# betta sorority plans: your thoughts?



## lunawatsername (Apr 20, 2011)

okay, so i am thinking that i might, should i be able to come up with a decent amount of money, want to set up my very first community fish tank: a betta sorority! i am totally in love with bettas, so as soon as i heard it was possible, i knew i had to read up on it as much as i could. and when i did, i knew i had to have one! so this is what im thinking for my girls of the future: 
setup:
20 gal long tank
filter for a 20 gal, or 2 for 10 gal each, not sure yet (aqueon quietflow 20? anyone ever used it?)
heater (duh ) for a 20 gal (got to research how many watts that would be...)
lights, not sure how many or wattage or anything yet, but i know ill need them
accessories: 
live plants? or fake? not sure yet, but i think live would be worth the cost/work 
(some plants ive seen and liked (that i think i have a decent chance of not outright murdering) include anubias nana, java fern/moss, and water sprite, but their could be more)
plenty of hidey holes, like terracotta pots, rock formations, maybe some driftwood, ill get creative 
ill probably go with a more natural gravel, i like the natural looks more and more, and add some accent rocks and stuff like that 
and finally, my stock: 
10 (?) female bettas (i put the (?) because im not solid on the number yet)
around 5 or 6 ghost shrimp ('around' because i heard they die easily)
2 female african dwarf frogs
so, i know the females would have to be added from least aggressive on, after being in QT for a reasonable time. i know that i should add them a few at a time, and monitor them closely for fights, and i would definitely have a few temp tanks on standby just in case it went wrong. (i would wait for a weekend that i didnt work, then do it after work on friday or early saturday, to maximize the time i can spend watching them like a hawk. seriously, no blinking!--> :shock i also know that their needs to be a crazy amount of hiding places and things like that. i also know that i have to feed the frogs by hand, that they cant eat flakes or anything like that, and ill make sure the tank is no more than 12 inches high, and that i have something that goes atleast part way to the surface, to make it easier for them to get up there and breathe 
i found a little thing called AqAdvisor, and it tells you a bunch of really helpful things, like that for the tank and stock im planning, id want to keep my temp around 78, my pH between 6 and 8, and my water hardness between 5 and 15 dH. my tank is stocked to about 63% of its capacity (which sounds reasonable to me, because i want to be far from overstocking, to make sure my girls have their space) and i would do about a 30% water change every week (maybe a 15% change bi-weekly? im not sure which would disturb the fish less, but it seems like the latter would because its a big enough tank that they might not even notice or care if i replace 15% water.... thoughts on that?) it actually says that 24% a week is enough, but i like rounded numbers lol
and yes, would stock up on some betta meds, just in case my vigilante prowess fails me, and someone gets hurt 
so, thats about all ive got so far (though im sure ive left something out, i always do lol) how does it sound so far? somethings to watch out for? things im missing? helpful insider tips? all would be appreciated 
and by the way, sorry this is so horribly long, but im really excited and no one i live with cares about 
fish:roll: this forum is the only place i can rant and rave lol thanks for reading!:thankyou:


----------



## nowzem (Apr 14, 2011)

→ Materials provided:

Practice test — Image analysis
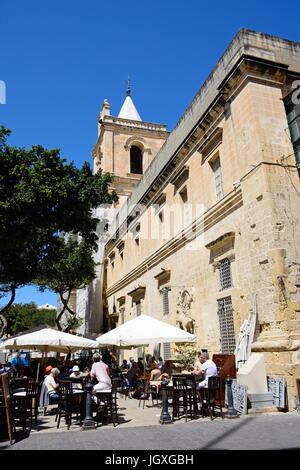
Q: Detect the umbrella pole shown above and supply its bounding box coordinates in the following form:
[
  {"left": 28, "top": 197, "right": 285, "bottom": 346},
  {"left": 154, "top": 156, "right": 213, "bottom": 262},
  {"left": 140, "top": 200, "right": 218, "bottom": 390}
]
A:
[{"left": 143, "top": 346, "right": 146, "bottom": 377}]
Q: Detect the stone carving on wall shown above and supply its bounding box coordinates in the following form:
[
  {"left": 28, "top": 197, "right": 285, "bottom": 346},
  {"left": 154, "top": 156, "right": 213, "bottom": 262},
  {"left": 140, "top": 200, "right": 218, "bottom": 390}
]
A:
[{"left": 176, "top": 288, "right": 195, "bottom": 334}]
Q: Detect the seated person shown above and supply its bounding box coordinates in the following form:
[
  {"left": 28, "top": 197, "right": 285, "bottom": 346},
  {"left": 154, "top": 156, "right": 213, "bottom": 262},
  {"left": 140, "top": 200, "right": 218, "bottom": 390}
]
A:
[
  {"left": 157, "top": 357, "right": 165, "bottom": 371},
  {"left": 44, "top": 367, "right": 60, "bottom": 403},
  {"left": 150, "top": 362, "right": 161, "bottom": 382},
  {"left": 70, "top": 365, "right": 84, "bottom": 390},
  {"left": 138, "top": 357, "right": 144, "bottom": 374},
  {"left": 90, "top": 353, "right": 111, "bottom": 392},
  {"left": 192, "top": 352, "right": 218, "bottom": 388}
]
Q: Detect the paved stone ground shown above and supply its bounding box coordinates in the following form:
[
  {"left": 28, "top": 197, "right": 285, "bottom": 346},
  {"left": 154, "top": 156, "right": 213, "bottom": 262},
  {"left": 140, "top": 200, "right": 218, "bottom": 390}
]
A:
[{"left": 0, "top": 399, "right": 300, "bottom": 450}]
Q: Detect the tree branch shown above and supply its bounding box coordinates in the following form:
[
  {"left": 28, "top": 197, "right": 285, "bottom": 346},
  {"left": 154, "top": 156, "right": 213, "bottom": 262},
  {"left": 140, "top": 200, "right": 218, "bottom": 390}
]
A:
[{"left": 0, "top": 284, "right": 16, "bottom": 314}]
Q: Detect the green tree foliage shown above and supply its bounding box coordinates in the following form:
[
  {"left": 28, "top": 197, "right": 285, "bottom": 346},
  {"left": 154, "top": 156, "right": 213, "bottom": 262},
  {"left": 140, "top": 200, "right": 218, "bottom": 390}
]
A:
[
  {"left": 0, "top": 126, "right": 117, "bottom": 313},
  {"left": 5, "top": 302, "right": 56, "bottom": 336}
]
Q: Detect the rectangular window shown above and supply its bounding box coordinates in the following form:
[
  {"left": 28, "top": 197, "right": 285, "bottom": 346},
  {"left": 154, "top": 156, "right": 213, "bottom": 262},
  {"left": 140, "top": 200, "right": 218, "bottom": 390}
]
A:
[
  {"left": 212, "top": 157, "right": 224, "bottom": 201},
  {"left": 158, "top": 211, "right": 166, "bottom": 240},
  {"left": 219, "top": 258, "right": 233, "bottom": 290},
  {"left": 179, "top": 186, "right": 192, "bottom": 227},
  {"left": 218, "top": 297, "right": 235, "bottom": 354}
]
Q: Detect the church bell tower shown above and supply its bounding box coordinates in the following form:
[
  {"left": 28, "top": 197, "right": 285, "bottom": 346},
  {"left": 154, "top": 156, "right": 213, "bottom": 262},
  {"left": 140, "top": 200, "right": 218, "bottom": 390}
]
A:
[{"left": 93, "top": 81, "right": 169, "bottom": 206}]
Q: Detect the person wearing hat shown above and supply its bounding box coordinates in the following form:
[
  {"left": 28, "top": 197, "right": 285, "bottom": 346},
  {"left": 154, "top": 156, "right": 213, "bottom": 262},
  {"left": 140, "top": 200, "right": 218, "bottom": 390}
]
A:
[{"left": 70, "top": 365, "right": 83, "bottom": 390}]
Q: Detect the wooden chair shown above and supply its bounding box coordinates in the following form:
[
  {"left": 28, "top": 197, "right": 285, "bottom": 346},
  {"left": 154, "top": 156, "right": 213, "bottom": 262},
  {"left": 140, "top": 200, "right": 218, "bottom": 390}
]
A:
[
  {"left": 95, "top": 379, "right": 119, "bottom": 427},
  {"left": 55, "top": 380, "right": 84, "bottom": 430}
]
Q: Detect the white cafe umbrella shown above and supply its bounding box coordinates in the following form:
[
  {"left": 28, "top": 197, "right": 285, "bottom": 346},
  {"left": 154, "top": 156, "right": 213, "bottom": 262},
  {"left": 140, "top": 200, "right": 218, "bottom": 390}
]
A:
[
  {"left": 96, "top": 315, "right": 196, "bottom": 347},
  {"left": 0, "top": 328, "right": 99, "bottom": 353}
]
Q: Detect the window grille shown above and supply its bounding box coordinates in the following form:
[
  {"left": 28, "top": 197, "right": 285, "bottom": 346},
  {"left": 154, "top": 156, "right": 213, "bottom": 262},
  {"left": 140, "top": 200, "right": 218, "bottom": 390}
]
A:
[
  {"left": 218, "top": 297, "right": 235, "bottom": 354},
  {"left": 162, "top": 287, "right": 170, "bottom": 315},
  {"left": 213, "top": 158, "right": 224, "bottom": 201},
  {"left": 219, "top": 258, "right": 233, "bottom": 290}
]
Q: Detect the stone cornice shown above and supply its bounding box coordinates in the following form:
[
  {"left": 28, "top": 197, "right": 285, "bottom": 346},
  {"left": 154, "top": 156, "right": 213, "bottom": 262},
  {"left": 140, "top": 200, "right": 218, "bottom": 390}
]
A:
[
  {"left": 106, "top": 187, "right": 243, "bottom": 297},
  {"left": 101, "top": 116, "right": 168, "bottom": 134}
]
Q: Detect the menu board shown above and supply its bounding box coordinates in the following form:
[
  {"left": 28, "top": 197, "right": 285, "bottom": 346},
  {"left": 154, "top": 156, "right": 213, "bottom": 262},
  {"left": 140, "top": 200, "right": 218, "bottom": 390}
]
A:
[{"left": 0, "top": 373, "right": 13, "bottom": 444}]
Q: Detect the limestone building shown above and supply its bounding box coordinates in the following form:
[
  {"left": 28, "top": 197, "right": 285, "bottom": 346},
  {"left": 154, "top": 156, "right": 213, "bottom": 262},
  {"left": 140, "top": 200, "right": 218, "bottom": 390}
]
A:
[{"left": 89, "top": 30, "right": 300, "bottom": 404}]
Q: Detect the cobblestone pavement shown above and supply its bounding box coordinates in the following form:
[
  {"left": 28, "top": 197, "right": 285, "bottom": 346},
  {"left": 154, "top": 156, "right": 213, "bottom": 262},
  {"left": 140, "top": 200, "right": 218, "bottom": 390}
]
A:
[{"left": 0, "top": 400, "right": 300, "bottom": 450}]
--
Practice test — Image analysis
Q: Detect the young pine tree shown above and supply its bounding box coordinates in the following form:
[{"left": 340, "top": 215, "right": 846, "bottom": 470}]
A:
* * *
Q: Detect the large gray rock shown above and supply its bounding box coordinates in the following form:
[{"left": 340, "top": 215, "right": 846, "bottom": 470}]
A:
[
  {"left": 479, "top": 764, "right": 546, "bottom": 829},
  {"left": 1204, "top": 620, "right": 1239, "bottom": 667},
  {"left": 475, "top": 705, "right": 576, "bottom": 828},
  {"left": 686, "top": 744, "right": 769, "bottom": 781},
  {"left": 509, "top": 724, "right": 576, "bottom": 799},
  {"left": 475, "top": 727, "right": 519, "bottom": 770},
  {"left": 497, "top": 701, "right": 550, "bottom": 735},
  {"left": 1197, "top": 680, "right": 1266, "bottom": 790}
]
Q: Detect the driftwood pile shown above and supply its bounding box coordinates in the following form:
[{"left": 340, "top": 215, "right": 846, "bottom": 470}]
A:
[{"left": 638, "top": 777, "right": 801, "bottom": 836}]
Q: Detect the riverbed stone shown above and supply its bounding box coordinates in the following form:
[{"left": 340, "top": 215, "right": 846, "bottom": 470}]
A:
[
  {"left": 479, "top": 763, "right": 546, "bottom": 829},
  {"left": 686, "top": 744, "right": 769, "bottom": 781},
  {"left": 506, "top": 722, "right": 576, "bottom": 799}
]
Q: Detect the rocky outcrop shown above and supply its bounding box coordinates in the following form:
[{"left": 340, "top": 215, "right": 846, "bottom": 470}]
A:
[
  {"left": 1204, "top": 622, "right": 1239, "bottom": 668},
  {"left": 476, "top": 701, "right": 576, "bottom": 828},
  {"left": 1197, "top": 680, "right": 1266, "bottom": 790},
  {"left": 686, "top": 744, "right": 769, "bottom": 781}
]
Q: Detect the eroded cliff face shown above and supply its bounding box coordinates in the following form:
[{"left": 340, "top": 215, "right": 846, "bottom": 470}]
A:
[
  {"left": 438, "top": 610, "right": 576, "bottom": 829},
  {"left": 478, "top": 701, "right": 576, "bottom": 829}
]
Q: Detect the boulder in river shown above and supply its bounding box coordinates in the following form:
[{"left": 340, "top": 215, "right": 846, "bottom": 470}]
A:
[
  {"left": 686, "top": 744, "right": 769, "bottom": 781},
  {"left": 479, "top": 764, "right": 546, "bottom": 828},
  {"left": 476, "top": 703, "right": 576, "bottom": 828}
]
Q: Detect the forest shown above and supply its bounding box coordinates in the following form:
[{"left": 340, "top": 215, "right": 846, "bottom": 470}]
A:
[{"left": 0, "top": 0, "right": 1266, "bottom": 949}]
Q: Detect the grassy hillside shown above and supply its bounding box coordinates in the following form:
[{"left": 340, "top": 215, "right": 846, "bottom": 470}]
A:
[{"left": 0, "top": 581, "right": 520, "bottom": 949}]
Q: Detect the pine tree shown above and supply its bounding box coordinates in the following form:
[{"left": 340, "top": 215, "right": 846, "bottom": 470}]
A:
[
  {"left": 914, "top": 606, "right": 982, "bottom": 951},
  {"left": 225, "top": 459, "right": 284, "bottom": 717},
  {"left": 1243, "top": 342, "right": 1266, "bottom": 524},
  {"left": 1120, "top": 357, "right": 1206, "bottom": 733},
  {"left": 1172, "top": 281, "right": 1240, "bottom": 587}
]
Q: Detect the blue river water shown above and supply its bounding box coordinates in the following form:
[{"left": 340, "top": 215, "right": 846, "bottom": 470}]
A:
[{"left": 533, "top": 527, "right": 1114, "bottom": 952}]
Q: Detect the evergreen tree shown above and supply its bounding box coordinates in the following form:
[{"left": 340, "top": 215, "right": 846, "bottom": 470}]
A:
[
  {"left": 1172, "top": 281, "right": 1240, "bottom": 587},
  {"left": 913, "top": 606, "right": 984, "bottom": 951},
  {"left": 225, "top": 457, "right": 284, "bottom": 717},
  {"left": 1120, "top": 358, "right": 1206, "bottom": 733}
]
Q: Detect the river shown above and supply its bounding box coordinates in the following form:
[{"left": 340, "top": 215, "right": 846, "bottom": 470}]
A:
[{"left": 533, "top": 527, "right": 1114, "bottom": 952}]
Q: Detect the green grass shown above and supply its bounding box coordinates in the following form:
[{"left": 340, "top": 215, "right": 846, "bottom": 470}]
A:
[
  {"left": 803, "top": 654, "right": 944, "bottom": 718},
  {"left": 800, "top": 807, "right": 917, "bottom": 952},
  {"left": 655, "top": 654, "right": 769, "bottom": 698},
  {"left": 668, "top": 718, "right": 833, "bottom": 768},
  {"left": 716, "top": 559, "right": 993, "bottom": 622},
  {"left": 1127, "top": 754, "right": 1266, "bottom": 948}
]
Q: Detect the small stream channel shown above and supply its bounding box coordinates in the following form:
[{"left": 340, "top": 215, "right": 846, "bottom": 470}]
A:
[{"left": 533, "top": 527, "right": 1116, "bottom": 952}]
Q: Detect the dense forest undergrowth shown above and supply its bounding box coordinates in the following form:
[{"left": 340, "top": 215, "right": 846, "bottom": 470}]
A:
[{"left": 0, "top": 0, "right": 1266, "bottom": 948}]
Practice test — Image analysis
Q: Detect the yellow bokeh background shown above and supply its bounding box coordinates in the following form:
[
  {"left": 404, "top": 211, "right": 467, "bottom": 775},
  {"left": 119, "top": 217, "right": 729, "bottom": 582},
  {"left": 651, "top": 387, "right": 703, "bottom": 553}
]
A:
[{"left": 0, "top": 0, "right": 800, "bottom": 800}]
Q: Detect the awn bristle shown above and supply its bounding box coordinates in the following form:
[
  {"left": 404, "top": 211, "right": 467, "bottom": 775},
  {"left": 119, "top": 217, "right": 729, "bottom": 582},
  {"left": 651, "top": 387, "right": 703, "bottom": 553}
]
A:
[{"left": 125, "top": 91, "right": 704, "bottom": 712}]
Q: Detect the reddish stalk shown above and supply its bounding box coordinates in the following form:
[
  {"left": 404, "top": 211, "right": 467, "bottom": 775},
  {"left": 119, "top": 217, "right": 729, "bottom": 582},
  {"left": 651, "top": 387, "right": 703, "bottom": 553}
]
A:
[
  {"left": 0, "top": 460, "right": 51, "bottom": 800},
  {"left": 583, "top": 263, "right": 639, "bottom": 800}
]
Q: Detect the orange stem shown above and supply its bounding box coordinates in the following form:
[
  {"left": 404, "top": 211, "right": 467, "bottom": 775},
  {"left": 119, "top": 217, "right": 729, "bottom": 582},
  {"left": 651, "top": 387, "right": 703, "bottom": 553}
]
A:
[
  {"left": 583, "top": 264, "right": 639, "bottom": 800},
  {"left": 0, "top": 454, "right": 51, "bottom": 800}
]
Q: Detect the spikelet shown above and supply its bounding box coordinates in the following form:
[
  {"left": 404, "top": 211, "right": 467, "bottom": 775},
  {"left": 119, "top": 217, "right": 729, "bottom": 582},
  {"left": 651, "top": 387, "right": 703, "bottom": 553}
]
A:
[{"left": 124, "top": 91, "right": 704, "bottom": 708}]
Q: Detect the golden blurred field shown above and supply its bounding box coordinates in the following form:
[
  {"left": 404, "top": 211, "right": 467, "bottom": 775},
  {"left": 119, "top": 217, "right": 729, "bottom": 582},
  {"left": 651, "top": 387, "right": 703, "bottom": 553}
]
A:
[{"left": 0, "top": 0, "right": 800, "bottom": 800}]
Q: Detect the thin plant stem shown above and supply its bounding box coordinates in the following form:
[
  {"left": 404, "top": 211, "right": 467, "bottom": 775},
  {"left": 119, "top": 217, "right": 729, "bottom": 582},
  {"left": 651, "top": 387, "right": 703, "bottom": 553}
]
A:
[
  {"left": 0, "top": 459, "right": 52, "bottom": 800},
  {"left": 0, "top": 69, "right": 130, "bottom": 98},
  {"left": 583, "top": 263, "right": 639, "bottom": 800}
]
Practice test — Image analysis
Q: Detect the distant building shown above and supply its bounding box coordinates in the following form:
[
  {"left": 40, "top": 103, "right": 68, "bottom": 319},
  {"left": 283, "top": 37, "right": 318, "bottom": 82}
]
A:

→ Written task 1:
Answer these about the betta sorority post:
(a) What tank is listed under the setup?
(b) How many ghost shrimp are planned?
(c) What temperature did AqAdvisor say to keep?
→ Written task 2: Pull out every line of the rows that contains the word "building", matching case.
The forum post and the rows come from unrelated sources.

→ Written response 1:
(a) A 20 gal long tank
(b) Around 5 or 6
(c) Around 78

→ Written response 2:
Q: Detect the limestone building shown above and supply its bounding box coordinates in the following form:
Q: Detect the distant building shown above and supply its bounding box coordinates in the following form:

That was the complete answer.